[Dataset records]
┏━━

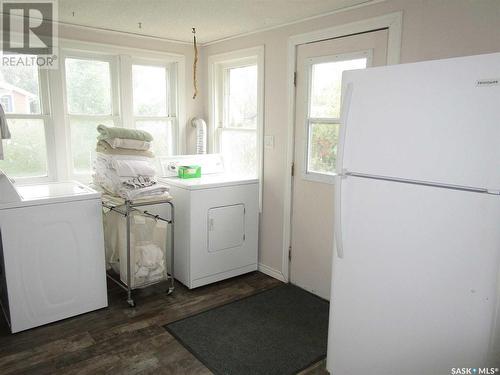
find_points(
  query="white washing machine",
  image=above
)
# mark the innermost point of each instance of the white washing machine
(51, 252)
(216, 221)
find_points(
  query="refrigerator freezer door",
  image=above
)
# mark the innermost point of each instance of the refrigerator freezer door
(435, 121)
(416, 290)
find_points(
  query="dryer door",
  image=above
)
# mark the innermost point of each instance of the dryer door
(226, 227)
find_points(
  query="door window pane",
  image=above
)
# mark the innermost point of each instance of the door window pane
(88, 86)
(161, 131)
(19, 89)
(322, 150)
(239, 149)
(326, 87)
(25, 153)
(242, 97)
(150, 90)
(83, 142)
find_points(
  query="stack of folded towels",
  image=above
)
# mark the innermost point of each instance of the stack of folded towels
(124, 164)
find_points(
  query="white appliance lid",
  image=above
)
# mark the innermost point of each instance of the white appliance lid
(210, 181)
(53, 192)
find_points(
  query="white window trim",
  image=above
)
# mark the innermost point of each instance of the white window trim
(172, 97)
(216, 64)
(60, 158)
(305, 173)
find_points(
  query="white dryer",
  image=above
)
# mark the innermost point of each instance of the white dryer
(216, 221)
(51, 252)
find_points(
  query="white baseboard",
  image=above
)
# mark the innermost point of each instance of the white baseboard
(272, 272)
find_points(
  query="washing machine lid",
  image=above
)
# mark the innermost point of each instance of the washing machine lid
(49, 193)
(210, 181)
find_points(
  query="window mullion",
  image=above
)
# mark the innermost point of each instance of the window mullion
(126, 91)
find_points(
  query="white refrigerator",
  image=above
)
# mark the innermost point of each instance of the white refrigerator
(415, 286)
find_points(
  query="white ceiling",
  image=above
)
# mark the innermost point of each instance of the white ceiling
(213, 19)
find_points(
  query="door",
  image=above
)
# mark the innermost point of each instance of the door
(430, 121)
(416, 289)
(319, 71)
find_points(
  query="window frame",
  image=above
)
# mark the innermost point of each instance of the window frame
(218, 66)
(122, 100)
(306, 174)
(46, 116)
(114, 116)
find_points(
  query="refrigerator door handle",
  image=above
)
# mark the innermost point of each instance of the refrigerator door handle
(344, 112)
(337, 219)
(341, 173)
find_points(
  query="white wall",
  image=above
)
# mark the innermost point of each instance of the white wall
(431, 29)
(194, 107)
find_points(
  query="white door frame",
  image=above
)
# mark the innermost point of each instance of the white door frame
(393, 22)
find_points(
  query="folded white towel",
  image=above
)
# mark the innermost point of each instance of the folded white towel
(4, 130)
(132, 144)
(133, 168)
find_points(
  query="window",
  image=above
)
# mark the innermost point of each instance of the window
(324, 101)
(53, 114)
(117, 91)
(26, 153)
(237, 110)
(89, 103)
(151, 106)
(6, 102)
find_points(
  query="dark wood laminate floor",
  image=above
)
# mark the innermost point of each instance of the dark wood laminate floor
(124, 340)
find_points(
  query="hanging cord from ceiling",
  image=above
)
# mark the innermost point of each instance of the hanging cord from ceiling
(195, 63)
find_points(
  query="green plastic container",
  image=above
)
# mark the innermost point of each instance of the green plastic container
(189, 171)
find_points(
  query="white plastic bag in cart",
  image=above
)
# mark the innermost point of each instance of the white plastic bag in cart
(148, 248)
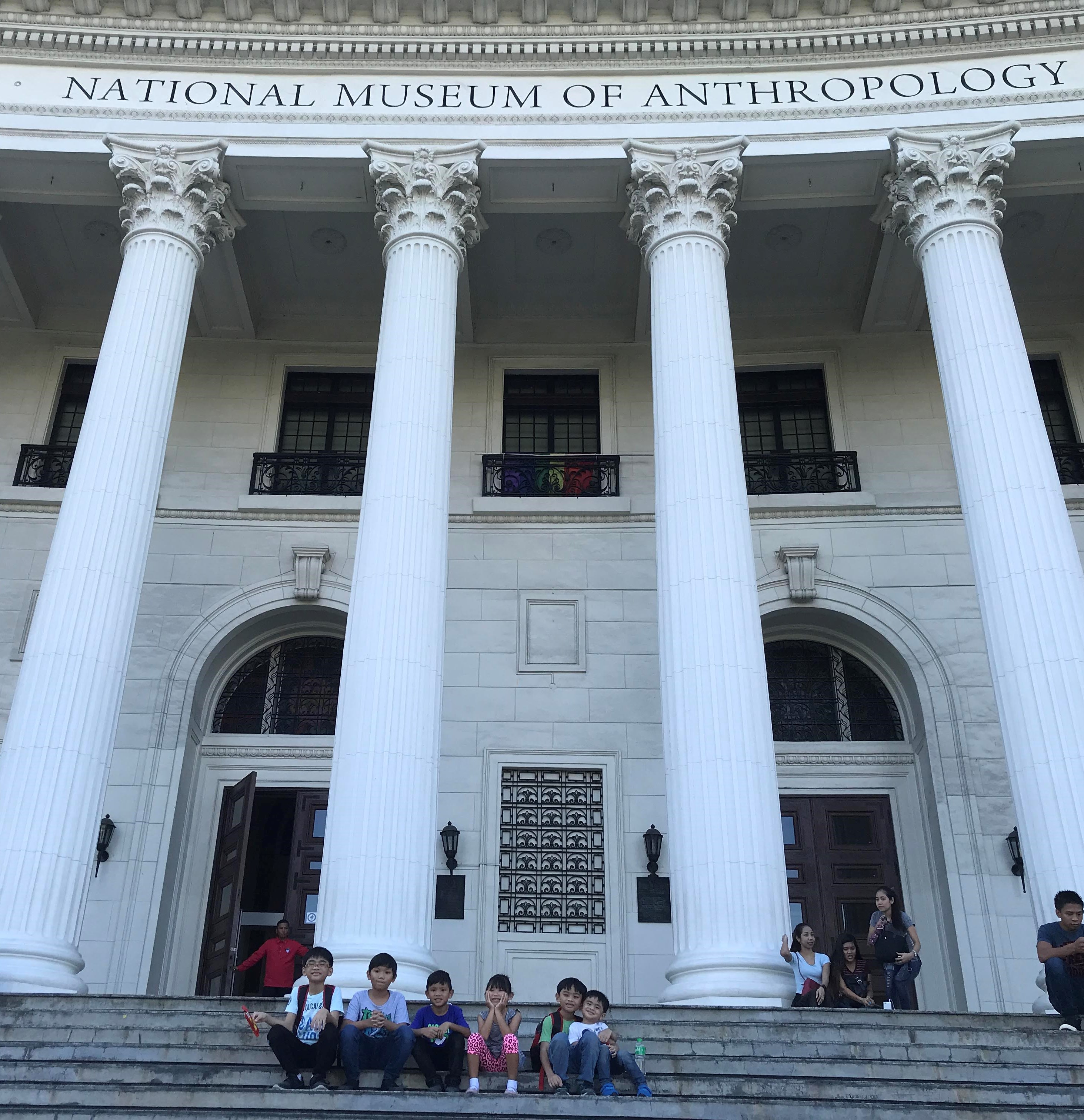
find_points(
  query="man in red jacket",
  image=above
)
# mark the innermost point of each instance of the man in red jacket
(279, 954)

┗━━

Return every line of the records above that contains the string "washing".

» Exercise response
  query="white washing machine",
# mark the innermost point of each instance of the white washing machine
  query="washing machine lid",
# mark the innermost point of each instance of the washing machine lid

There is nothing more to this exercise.